### Activity
All that is wanted is the exact lines from the first line of the data below through the line with "find the gold drawer pull", both ends included, with pictures omitted.
#####
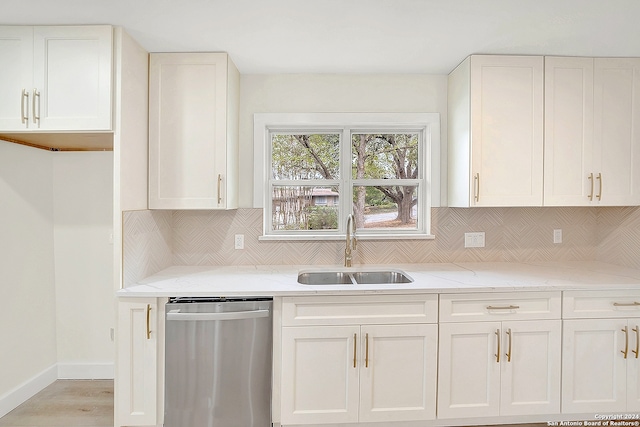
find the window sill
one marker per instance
(316, 237)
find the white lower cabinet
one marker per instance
(601, 345)
(494, 366)
(349, 373)
(137, 385)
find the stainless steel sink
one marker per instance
(381, 277)
(324, 278)
(375, 277)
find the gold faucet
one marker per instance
(351, 240)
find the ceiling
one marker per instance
(354, 36)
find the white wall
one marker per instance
(85, 302)
(320, 93)
(27, 318)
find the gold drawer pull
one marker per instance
(503, 307)
(355, 347)
(476, 187)
(366, 351)
(626, 304)
(148, 323)
(626, 341)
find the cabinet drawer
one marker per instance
(500, 306)
(600, 304)
(361, 310)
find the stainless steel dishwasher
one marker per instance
(218, 362)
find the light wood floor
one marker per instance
(77, 403)
(66, 403)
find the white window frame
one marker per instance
(346, 123)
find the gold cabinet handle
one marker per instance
(626, 304)
(36, 115)
(24, 107)
(503, 307)
(355, 347)
(148, 323)
(476, 187)
(366, 350)
(508, 354)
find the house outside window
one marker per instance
(316, 169)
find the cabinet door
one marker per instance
(398, 372)
(593, 366)
(530, 362)
(616, 131)
(16, 76)
(187, 131)
(469, 371)
(568, 142)
(72, 78)
(320, 374)
(136, 386)
(507, 130)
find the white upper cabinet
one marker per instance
(193, 131)
(592, 140)
(495, 119)
(56, 78)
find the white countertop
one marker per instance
(270, 280)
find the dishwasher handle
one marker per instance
(231, 315)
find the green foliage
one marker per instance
(322, 218)
(305, 156)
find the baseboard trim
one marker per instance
(20, 394)
(86, 371)
(68, 371)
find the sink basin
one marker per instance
(325, 278)
(374, 277)
(353, 277)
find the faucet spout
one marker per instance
(350, 240)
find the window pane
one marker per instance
(305, 156)
(390, 207)
(384, 156)
(305, 208)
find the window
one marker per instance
(313, 170)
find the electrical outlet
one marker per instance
(557, 236)
(474, 240)
(238, 241)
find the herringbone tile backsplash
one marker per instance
(154, 240)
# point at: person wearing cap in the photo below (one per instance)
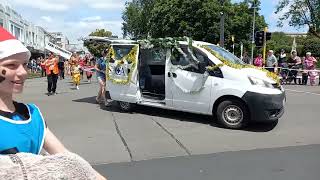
(311, 62)
(282, 57)
(52, 71)
(100, 68)
(22, 126)
(271, 61)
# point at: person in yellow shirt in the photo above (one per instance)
(76, 76)
(52, 72)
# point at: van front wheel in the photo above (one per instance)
(125, 106)
(232, 114)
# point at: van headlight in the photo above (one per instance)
(259, 82)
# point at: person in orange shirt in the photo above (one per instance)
(52, 71)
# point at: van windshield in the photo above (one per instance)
(226, 54)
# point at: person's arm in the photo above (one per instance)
(52, 144)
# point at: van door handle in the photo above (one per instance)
(174, 75)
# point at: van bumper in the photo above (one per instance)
(265, 107)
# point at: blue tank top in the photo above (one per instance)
(22, 135)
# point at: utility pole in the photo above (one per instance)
(232, 39)
(253, 27)
(222, 16)
(264, 44)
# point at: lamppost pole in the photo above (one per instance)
(44, 44)
(222, 16)
(253, 27)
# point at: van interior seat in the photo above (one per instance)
(156, 79)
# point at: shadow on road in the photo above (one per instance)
(177, 115)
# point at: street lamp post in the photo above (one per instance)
(253, 27)
(222, 16)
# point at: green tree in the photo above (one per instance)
(300, 13)
(97, 48)
(136, 18)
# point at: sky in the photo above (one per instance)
(77, 18)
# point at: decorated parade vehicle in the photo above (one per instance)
(192, 76)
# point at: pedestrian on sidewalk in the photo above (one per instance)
(52, 71)
(258, 61)
(22, 126)
(272, 61)
(311, 66)
(43, 67)
(61, 67)
(76, 76)
(100, 67)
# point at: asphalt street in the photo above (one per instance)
(151, 143)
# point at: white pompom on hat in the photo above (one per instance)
(9, 45)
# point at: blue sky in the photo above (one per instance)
(77, 18)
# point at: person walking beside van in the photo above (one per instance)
(100, 67)
(52, 71)
(22, 126)
(43, 67)
(61, 67)
(258, 61)
(311, 66)
(304, 71)
(271, 61)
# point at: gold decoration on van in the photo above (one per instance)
(131, 58)
(240, 66)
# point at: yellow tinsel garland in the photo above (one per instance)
#####
### Your response
find the window sill
one marker per instance
(316, 237)
find the white lower cabinet
one marker per instance
(601, 345)
(494, 366)
(349, 373)
(137, 385)
find the stainless steel sink
one marker per instance
(381, 277)
(324, 278)
(375, 277)
find the gold faucet
one marker per instance
(351, 240)
find the ceiling
one marker per instance
(354, 36)
find the white wall
one marker per instance
(85, 302)
(320, 93)
(27, 318)
find the gold drawer pull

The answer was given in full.